TASK TO COMPLETE: Repeat every line of the data listing below word for word.

begin MATERIALS PROVIDED

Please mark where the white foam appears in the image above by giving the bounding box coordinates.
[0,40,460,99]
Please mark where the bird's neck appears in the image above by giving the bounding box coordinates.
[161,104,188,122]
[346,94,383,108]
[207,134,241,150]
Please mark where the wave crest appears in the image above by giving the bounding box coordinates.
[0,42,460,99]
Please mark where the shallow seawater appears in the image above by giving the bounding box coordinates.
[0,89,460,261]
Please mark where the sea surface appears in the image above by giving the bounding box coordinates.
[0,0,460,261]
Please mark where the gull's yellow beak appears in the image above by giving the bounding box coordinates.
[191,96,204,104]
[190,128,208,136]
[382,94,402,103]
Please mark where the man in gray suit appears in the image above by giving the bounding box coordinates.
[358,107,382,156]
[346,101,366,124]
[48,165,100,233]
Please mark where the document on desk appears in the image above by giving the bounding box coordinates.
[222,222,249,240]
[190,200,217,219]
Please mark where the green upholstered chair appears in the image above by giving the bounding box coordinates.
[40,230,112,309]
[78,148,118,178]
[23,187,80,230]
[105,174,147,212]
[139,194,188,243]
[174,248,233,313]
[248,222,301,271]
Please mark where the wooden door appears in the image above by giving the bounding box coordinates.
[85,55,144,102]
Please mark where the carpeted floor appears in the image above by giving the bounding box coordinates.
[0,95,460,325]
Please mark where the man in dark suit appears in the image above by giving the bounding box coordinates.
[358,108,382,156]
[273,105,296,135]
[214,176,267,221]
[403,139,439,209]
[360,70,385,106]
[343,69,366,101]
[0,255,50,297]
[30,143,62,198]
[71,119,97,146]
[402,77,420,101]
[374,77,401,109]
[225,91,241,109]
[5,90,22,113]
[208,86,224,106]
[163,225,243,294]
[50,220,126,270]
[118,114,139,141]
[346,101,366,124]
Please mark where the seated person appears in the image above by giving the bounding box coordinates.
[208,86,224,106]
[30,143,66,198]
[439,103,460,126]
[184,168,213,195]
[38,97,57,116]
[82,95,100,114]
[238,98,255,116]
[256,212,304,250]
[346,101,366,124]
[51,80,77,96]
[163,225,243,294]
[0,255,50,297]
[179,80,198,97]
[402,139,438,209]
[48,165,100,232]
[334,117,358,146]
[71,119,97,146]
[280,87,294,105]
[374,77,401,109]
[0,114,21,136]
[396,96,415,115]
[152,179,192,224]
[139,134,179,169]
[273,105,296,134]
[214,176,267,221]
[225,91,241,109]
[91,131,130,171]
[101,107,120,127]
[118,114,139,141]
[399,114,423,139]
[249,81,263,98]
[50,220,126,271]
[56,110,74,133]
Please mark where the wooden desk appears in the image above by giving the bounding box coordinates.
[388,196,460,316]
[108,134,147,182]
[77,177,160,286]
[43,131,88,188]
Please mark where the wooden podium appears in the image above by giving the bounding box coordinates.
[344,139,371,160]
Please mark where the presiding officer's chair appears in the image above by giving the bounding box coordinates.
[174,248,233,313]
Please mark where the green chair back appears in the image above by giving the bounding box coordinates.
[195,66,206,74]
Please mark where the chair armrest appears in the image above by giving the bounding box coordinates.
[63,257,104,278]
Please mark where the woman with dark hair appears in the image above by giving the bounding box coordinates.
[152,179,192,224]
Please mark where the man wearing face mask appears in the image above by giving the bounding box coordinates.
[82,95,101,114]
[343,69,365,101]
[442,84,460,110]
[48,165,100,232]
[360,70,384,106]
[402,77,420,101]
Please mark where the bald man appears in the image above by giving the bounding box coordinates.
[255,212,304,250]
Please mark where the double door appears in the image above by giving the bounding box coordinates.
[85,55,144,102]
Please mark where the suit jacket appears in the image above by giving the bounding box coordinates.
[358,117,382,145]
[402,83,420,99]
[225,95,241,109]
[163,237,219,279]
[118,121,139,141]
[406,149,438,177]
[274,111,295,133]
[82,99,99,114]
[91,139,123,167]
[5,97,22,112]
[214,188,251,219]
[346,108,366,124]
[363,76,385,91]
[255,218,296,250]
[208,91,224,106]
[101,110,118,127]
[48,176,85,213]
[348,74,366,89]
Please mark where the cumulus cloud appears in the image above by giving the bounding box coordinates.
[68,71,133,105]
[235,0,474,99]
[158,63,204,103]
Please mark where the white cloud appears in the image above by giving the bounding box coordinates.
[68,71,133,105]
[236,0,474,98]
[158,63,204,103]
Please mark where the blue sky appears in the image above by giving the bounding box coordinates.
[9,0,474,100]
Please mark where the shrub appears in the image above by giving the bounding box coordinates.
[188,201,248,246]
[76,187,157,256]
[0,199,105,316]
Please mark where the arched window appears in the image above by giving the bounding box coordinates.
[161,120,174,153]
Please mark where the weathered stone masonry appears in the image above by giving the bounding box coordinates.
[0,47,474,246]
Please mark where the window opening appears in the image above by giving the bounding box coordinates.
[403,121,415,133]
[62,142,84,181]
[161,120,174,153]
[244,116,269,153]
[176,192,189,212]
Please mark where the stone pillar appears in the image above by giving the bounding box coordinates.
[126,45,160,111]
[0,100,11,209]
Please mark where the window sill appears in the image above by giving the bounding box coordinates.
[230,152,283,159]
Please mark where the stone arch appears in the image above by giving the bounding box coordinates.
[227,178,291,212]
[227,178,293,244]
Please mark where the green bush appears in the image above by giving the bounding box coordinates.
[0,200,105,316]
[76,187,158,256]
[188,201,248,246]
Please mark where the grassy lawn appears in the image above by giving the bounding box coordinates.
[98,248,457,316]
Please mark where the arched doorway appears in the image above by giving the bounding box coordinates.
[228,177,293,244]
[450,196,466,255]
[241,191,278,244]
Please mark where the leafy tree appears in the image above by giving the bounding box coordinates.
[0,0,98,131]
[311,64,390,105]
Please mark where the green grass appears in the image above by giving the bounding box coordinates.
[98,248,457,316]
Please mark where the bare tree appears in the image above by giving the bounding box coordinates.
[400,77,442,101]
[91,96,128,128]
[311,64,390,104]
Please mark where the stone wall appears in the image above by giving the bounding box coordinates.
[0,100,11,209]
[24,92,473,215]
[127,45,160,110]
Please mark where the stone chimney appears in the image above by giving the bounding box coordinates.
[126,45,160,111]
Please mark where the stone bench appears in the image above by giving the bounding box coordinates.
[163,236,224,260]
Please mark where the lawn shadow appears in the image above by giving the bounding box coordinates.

end MATERIALS PROVIDED

SOLUTION TO THIS PROBLEM:
Please mark where the white foam appears in the image above by giving the bounding box coordinates.
[0,40,460,99]
Please mark where the bird's neck appears in the image above by giving the bounding box coordinates.
[161,104,188,122]
[346,94,383,108]
[207,134,241,150]
Please mark where the wave crest appears in the image above by giving the bounding box coordinates.
[0,42,460,99]
Please mark where the shallow seawater appears in the image above by giving the bounding box coordinates.
[0,89,460,261]
Please mark where the sea surface appears in the image above by giving the bounding box coordinates.
[0,0,460,261]
Please mark where the gull's yellow beak appears in the image above by giving the bounding box coordinates.
[191,96,204,104]
[190,128,208,136]
[382,94,402,103]
Please mark where the man in gray suit appears in the image above by giving the bounding box coordinates.
[358,107,382,156]
[346,101,366,124]
[48,165,100,233]
Please mark where the document on desk appears in the image above by giving the bounding box coordinates.
[222,222,249,240]
[190,200,217,219]
Please mark where the green upholstered chair appears in the image above by giving the bounding box coordinates.
[40,230,112,309]
[78,148,118,178]
[23,187,80,230]
[105,174,147,212]
[139,194,188,243]
[174,248,233,313]
[248,222,301,271]
Please mark where the wooden door appears in the image above by giving the bounding box coordinates.
[85,55,144,102]
Please mark where the carpeted floor appears in the image above by giving the bounding box coordinates.
[0,95,460,325]
Please mark where the man in dark suit appears in the image above by giving the bounding box coordinates.
[358,108,382,156]
[273,105,296,135]
[214,176,267,221]
[403,139,439,209]
[360,70,385,106]
[343,69,366,101]
[0,255,50,297]
[30,143,62,198]
[71,119,97,146]
[402,77,420,101]
[374,77,401,109]
[225,91,241,109]
[5,90,22,113]
[208,86,224,106]
[163,225,243,294]
[50,220,126,270]
[118,114,139,141]
[346,101,366,124]
Please mark where the seated person appears in the image above by giving the bounding box coordinates.
[208,86,224,106]
[30,143,66,198]
[439,103,460,126]
[184,168,213,195]
[38,97,57,116]
[82,95,100,114]
[238,98,255,116]
[256,212,304,250]
[346,101,366,124]
[51,80,77,96]
[163,225,243,294]
[0,255,50,297]
[179,80,198,97]
[402,139,438,209]
[48,165,100,232]
[334,117,358,146]
[71,119,97,146]
[280,87,294,105]
[374,77,401,109]
[0,114,21,136]
[396,96,415,115]
[152,179,192,224]
[139,134,179,169]
[273,105,296,134]
[214,176,267,221]
[225,91,241,109]
[91,131,130,171]
[101,107,120,127]
[118,114,139,141]
[399,114,423,139]
[249,81,263,98]
[50,220,126,271]
[56,110,74,133]
Please mark where the wooden desk appears in the image above by giving the bounding box coordinates.
[388,196,460,316]
[108,134,147,182]
[77,177,160,286]
[43,131,88,188]
Please mark where the wooden podium appears in the image above by giving the bounding box coordinates.
[344,139,371,160]
Please mark where the presiding officer's chair appears in the image above by giving the bounding box coordinates.
[174,248,233,313]
Please mark where the green chair back appears in the image above by giving the bounding box coordinates.
[195,66,206,74]
Please mark where the chair armrest appears in the image above by giving the bounding box coordinates.
[63,257,104,278]
Please mark where the woman with dark hair appears in the image above by giving the bounding box coordinates.
[152,179,192,224]
Please mark where the man wearing face mask appears in the image above by giving the bounding box coordinates.
[82,95,101,114]
[343,69,365,101]
[442,84,460,110]
[48,165,100,232]
[360,70,384,106]
[402,77,420,101]
Please mark where the bald man appears in the image above by giving the bounding box coordinates.
[255,212,304,250]
Please mark where the double door appears in the image above by giving the bounding box coordinates.
[85,55,144,102]
Please mark where the suit jacket appears in the image above by giving the bounding box coordinates.
[358,117,382,145]
[402,83,420,99]
[225,95,241,109]
[163,237,219,279]
[118,121,139,141]
[406,149,438,177]
[274,111,295,133]
[82,99,99,114]
[91,139,123,167]
[5,97,22,112]
[214,188,251,219]
[346,108,366,124]
[363,76,385,91]
[255,218,296,250]
[208,91,224,106]
[101,110,118,127]
[48,176,85,213]
[348,74,366,89]
Please mark where the cumulus cloud appears in the image above by giving the bounding box coordinates.
[68,71,133,105]
[235,0,474,99]
[158,63,204,103]
Please mark where the white cloud appears in the image above by giving the bounding box coordinates.
[68,71,133,105]
[236,0,474,98]
[158,63,204,103]
Please mark where the blue sky appears in the image above by giving the bounding box coordinates.
[9,0,474,100]
Please mark where the shrub appears in the image above by giving the bounding box coordinates.
[188,201,248,246]
[76,187,157,256]
[0,199,105,316]
Please mark where the arched window appears in the image above by giving the bounding box coordinates.
[161,120,174,153]
Please mark where the weathered stone masonry appears in the image above by giving the bounding box coordinates.
[0,47,474,246]
Please mark where the window opening appears in the image above by giving the bounding box coordinates.
[403,121,415,133]
[62,142,84,181]
[161,120,174,153]
[244,116,269,153]
[176,192,189,212]
Please mark where the stone pillar appears in the image above by giving the bounding box coordinates.
[126,45,160,111]
[0,100,11,209]
Please mark where the window sill appears in the image above by giving the bounding box coordinates.
[230,152,283,159]
Please mark where the stone arch appears in the image above by giving the bounding box coordinates.
[227,178,291,212]
[227,178,293,244]
Please mark where the green bush appears in the image above by giving the bounding box coordinates.
[0,200,105,316]
[76,187,158,256]
[188,201,248,246]
Please mark where the grassy lawn appears in the image above by giving the bounding box coordinates.
[98,248,457,316]
Please mark where the arched doorway appears in the image above by giving the bounding box coordinates.
[228,177,293,244]
[450,196,466,255]
[241,191,278,244]
Please mark where the leafy tree appears in the image above by giving the bounding box coordinates.
[0,0,98,131]
[311,64,390,105]
Please mark where the green grass appears in the image above by giving the bounding box coordinates.
[98,248,457,316]
Please mark where the bare tree appears in the image above by giving the bounding box coordinates.
[400,77,442,101]
[91,96,128,128]
[311,64,390,104]
Please mark where the stone wall appears in the image above by giving the bounding box coordinates.
[0,100,11,209]
[24,92,473,215]
[127,45,160,110]
Please mark where the stone chimney appears in the image above by giving the bounding box coordinates.
[126,45,160,111]
Please mark where the stone bench appears in the image above by giving the bounding box coordinates.
[163,236,224,260]
Please mark where the lawn shadow appears in the image above by giving the bounding box coordinates.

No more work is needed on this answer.